The easy formula that equates Trump to the Monster and his Party to his Maker, irrefutable as it may be, does not, however, help us address the urgent problem of how to prevent the belligerent billionaire from wreaking yet more havoc.
For that, we need to turn to the novel Frankenstein, first conceived 200 years ago in the dismal summer of 1816 by a young woman called Mary Shelley, a reading that spurs us to go beyond the simplification to which her complex and cautionary tale of hubris has been reduced and confined by popular culture.
I admit to having succumbed, as a child of 7, to the pleasures of that simplification.
It was 1949 and I had just seen Abbott and Costello Meet Frankenstein, and I can remember gripping my mother’s hand tight as we returned from the cinema in Manhattan to our house in Queens, not far from where Trump, then 3 years old, was growing up in indubitably more opulent circumstances. I imagine that Trump might have reacted to the fiend by punching him in the face or carrying him out on a stretcher, but I confess that I was scared out of my wits. But also fascinated, determined to surmount my apprehension by visiting his every available avatar, from James Whale’s film version to the sequels, Bride of Frankenstein and Son of Frankenstein, and even The Ghost of Frankenstein, where Lon Chaney took over from the perennial Boris Karloff.

## Entries shown
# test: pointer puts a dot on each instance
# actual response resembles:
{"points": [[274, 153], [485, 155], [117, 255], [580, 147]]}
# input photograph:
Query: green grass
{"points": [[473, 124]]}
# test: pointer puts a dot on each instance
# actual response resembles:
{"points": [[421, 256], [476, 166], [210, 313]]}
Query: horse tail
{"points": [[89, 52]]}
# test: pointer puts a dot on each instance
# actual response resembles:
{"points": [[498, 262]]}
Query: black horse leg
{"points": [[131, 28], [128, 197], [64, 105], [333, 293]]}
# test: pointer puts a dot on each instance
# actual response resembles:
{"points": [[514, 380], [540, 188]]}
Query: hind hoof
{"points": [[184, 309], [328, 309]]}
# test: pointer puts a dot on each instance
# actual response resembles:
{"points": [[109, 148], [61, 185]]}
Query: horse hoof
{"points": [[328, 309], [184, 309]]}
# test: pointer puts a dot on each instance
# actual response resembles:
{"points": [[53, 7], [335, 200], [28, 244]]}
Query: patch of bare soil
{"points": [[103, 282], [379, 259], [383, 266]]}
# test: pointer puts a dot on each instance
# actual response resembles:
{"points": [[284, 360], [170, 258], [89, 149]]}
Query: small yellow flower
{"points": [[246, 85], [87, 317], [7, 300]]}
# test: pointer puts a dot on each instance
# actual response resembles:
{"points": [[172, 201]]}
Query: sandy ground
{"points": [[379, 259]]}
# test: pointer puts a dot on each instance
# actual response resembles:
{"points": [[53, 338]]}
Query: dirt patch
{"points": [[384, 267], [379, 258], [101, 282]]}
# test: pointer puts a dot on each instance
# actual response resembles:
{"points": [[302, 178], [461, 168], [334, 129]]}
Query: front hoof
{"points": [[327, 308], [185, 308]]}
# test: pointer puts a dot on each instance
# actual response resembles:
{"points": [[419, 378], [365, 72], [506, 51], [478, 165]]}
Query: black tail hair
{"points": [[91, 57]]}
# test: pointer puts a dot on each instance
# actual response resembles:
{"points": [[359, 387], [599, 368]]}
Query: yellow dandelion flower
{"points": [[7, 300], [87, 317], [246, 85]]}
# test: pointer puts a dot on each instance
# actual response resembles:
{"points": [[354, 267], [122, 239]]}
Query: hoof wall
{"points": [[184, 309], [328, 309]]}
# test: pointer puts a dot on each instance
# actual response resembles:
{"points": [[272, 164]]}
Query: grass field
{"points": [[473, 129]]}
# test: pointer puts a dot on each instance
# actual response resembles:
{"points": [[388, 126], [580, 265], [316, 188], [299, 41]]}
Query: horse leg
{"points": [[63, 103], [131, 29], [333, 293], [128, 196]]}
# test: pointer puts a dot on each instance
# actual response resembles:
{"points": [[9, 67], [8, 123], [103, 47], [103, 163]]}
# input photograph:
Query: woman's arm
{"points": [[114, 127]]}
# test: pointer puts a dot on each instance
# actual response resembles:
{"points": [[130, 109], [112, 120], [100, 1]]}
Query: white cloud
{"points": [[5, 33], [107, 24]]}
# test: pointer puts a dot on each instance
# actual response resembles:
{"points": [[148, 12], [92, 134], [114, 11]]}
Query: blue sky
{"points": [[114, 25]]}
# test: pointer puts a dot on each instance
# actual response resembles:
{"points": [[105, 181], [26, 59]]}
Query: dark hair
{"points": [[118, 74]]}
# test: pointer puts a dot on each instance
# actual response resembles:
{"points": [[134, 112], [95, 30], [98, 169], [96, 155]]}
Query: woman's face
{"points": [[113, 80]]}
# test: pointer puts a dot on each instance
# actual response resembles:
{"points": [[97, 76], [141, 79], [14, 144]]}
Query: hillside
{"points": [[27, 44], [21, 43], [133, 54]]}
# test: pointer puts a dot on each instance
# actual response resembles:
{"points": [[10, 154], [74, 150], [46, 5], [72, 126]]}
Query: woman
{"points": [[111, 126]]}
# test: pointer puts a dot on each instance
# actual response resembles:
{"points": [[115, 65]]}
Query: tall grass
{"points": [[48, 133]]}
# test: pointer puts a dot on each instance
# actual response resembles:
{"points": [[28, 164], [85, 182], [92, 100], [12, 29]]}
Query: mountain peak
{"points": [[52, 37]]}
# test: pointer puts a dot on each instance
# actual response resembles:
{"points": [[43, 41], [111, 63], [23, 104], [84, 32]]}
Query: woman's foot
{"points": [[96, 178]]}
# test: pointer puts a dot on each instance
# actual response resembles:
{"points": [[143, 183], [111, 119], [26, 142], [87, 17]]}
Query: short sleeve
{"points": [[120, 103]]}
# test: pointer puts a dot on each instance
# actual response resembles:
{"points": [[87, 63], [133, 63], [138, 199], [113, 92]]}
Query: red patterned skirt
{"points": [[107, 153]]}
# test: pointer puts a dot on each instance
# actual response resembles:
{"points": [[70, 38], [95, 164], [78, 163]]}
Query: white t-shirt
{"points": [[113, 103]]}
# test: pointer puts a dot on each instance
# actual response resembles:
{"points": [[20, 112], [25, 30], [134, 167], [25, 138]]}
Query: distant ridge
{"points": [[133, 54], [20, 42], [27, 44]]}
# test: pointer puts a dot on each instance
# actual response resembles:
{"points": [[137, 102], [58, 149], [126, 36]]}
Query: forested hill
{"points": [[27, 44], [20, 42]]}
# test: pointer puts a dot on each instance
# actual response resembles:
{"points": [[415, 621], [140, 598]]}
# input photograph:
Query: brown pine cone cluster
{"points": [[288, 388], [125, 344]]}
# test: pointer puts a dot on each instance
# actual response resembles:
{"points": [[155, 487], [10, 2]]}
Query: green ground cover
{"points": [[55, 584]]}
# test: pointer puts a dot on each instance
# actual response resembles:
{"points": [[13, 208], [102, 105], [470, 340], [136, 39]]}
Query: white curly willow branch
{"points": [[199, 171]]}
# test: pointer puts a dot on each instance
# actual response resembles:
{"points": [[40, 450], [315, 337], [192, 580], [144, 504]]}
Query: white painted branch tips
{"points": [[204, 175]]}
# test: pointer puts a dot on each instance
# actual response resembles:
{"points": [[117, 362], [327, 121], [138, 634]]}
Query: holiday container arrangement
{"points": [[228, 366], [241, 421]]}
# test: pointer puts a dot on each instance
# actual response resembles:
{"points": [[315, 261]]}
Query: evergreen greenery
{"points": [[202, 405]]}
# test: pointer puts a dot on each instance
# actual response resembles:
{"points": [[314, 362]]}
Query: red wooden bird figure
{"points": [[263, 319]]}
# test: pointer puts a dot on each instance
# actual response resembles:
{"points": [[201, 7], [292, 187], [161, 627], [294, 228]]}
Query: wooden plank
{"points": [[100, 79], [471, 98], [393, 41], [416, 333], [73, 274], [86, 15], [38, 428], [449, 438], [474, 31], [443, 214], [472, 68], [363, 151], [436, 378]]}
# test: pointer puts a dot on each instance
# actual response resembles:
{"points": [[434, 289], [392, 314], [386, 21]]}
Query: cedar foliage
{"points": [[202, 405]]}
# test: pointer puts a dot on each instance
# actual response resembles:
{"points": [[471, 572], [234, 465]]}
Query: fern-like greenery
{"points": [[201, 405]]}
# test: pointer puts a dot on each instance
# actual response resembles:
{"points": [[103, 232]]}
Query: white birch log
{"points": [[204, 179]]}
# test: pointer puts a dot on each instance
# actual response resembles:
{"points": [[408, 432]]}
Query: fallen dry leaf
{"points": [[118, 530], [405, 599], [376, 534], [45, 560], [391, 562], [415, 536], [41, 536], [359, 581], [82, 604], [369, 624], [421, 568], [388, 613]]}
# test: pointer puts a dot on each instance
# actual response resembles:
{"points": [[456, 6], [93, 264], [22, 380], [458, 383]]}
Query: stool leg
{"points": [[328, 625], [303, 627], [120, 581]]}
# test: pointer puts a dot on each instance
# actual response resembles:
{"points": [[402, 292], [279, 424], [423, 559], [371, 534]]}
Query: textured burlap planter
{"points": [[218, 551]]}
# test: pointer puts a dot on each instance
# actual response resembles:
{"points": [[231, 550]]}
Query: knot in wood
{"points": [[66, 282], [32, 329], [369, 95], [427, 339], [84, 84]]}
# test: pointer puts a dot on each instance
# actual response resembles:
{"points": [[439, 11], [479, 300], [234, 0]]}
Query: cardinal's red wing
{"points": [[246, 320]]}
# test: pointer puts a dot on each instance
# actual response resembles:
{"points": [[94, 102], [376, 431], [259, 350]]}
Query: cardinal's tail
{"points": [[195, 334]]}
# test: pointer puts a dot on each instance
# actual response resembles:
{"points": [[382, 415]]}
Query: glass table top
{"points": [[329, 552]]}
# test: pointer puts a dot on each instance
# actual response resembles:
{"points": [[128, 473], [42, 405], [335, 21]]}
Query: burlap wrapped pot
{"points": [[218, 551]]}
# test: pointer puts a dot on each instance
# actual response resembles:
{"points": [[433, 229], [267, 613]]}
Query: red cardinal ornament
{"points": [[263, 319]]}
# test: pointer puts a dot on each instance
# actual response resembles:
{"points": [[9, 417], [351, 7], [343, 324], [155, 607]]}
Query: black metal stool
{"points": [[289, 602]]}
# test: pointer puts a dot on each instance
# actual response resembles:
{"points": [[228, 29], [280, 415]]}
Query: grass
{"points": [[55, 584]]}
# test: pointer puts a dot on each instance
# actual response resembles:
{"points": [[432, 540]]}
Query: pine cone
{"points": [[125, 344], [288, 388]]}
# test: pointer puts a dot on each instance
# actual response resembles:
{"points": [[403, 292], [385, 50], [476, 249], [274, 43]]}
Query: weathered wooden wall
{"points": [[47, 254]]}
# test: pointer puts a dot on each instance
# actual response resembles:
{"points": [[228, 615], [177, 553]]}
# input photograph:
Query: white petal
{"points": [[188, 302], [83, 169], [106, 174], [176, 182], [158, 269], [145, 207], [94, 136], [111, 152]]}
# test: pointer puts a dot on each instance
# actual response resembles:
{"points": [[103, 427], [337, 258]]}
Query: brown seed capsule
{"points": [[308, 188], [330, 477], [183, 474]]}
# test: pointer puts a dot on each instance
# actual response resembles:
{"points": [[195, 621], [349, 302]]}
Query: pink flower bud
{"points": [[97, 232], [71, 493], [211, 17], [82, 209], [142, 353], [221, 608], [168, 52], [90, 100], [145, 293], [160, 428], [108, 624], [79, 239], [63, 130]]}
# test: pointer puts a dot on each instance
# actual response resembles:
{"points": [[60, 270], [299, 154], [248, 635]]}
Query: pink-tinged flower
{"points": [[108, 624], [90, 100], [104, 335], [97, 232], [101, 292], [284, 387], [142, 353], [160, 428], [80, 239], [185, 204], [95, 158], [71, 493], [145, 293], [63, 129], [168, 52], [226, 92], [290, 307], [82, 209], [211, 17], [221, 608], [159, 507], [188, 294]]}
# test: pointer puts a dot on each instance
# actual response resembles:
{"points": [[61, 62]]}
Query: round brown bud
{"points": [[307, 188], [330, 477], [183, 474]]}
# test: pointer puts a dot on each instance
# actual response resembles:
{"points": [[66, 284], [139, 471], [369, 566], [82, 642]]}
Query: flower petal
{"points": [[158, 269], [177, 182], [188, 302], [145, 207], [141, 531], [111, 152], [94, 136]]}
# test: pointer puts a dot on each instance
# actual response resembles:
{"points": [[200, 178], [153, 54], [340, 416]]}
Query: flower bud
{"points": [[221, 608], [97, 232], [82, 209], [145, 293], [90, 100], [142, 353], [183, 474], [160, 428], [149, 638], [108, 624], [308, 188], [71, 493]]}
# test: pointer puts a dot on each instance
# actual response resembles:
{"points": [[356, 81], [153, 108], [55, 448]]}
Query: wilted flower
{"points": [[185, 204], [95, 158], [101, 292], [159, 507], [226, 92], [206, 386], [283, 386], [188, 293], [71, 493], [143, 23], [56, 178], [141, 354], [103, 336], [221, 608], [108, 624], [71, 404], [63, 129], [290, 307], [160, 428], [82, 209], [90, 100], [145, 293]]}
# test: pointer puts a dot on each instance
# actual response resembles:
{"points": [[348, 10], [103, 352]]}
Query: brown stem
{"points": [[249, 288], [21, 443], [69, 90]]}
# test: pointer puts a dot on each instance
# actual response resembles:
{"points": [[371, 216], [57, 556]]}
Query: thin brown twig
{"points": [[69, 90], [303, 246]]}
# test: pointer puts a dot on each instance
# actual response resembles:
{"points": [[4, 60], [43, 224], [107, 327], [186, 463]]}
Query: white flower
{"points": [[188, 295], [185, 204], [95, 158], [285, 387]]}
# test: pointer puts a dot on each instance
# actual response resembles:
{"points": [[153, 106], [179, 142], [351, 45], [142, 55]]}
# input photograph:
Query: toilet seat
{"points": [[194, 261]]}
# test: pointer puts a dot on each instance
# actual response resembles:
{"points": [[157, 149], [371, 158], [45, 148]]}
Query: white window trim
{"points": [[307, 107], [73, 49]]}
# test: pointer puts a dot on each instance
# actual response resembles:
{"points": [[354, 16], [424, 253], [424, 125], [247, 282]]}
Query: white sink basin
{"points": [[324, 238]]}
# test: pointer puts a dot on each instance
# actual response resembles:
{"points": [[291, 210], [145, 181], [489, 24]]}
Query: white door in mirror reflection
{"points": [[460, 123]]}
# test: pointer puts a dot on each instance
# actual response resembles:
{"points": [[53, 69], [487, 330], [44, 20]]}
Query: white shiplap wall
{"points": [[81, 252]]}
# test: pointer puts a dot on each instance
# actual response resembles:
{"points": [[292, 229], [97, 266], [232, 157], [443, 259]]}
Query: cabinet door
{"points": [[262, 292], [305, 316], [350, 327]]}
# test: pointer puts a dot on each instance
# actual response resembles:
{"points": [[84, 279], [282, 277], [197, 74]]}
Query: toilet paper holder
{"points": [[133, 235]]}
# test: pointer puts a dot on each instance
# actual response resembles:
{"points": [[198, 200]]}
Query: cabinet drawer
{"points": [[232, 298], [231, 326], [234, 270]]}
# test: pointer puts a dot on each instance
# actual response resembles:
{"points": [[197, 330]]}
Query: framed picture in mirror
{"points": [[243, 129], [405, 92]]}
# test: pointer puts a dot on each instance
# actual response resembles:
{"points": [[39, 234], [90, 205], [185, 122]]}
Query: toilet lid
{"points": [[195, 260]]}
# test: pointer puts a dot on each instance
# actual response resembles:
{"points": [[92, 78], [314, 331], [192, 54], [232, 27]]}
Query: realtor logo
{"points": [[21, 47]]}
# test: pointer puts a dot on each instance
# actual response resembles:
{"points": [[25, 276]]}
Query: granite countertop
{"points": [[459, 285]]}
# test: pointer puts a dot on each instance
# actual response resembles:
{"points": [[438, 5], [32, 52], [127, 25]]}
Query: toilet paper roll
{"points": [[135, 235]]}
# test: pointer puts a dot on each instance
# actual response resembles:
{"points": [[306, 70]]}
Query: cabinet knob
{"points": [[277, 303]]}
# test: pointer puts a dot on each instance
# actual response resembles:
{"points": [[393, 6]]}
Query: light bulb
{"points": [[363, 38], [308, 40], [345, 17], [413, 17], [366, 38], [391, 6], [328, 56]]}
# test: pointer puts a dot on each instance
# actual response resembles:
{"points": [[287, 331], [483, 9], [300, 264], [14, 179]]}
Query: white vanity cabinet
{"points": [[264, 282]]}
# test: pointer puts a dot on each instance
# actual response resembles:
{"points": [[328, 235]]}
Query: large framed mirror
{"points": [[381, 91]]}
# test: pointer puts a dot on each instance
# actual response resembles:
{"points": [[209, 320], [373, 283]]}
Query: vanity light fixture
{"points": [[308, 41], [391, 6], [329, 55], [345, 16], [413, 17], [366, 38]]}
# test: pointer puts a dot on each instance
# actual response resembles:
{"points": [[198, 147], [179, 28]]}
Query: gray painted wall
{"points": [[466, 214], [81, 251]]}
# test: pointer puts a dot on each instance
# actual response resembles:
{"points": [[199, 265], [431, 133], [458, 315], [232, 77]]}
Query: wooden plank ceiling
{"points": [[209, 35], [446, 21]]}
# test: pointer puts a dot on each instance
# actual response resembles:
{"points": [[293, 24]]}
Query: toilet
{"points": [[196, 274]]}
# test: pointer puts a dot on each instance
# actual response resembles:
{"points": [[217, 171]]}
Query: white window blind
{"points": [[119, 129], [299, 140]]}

## Aim 1
In the Frankenstein essay, when was the novel Frankenstein first conceived?
## Aim 2
Reproduce the Frankenstein essay starting with "The easy formula" and going on through "of that simplification.".

## Worked answer 1
In the dismal summer of 1816.

## Worked answer 2
The easy formula that equates Trump to the Monster and his Party to his Maker, irrefutable as it may be, does not, however, help us address the urgent problem of how to prevent the belligerent billionaire from wreaking yet more havoc.
For that, we need to turn to the novel Frankenstein, first conceived 200 years ago in the dismal summer of 1816 by a young woman called Mary Shelley, a reading that spurs us to go beyond the simplification to which her complex and cautionary tale of hubris has been reduced and confined by popular culture.
I admit to having succumbed, as a child of 7, to the pleasures of that simplification.